Work instruction: Below are some entries; state how many of their lines include the word "correct" and give no more than that number.

Collected data

*-*-*

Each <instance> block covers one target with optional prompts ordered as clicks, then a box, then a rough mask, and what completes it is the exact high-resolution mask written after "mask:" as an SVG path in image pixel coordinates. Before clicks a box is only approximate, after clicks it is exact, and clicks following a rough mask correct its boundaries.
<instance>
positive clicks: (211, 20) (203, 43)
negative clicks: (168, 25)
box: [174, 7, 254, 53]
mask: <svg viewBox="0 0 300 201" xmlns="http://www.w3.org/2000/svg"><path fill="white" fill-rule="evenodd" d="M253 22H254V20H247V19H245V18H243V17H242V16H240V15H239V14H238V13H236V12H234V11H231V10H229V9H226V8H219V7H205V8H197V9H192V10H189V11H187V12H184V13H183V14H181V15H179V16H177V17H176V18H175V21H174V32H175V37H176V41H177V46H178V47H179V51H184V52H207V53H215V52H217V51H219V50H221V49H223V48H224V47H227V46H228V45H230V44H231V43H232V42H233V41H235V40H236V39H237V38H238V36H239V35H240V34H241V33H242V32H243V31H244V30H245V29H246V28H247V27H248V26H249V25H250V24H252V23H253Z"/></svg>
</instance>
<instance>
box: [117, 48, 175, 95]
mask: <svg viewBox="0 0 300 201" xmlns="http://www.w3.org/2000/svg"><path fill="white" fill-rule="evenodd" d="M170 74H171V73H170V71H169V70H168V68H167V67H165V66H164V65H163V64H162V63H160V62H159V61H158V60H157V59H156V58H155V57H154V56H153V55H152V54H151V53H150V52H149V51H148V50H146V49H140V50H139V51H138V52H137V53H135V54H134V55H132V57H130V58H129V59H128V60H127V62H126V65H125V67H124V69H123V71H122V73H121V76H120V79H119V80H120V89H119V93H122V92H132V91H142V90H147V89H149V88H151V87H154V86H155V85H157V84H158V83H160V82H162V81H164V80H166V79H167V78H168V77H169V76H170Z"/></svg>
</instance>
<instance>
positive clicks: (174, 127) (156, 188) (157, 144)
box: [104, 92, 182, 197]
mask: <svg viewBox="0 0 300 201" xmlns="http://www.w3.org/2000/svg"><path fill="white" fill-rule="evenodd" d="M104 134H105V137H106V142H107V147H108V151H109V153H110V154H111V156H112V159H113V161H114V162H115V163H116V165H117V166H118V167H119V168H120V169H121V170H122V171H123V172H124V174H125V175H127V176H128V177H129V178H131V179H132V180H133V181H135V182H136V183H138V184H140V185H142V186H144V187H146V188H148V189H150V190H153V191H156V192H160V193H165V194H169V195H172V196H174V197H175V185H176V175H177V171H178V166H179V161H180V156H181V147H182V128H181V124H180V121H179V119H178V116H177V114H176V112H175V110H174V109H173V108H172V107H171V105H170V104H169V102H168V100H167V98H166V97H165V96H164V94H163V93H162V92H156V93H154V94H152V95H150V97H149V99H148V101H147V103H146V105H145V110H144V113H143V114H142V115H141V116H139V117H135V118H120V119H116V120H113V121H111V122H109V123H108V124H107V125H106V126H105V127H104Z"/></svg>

*-*-*

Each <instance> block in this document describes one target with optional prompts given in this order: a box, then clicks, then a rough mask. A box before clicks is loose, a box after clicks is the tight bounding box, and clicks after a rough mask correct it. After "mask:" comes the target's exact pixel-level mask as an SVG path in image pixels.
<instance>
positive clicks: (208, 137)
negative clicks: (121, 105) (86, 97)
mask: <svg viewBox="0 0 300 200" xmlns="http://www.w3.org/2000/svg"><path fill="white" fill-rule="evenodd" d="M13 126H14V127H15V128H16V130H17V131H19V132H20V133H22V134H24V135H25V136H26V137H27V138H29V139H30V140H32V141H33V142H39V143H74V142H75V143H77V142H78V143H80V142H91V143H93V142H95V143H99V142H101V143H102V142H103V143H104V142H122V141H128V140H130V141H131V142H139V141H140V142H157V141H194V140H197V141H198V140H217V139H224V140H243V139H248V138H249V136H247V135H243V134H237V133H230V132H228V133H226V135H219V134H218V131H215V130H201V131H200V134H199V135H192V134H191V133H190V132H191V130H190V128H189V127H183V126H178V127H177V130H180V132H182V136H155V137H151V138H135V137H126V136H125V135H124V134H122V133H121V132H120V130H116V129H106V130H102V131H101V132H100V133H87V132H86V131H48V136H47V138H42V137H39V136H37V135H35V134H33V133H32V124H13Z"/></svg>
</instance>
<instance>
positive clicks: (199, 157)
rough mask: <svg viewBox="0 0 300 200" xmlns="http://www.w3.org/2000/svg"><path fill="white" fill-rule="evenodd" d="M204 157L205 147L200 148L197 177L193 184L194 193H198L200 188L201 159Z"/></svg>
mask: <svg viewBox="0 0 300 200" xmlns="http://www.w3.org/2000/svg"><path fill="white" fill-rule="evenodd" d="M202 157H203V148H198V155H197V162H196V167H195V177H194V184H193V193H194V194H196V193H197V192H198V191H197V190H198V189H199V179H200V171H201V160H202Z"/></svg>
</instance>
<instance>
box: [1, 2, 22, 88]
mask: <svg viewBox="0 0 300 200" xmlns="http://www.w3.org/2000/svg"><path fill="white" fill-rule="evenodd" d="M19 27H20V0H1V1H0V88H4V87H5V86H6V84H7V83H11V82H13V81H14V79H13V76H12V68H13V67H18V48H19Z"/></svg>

*-*-*

Solution below: 2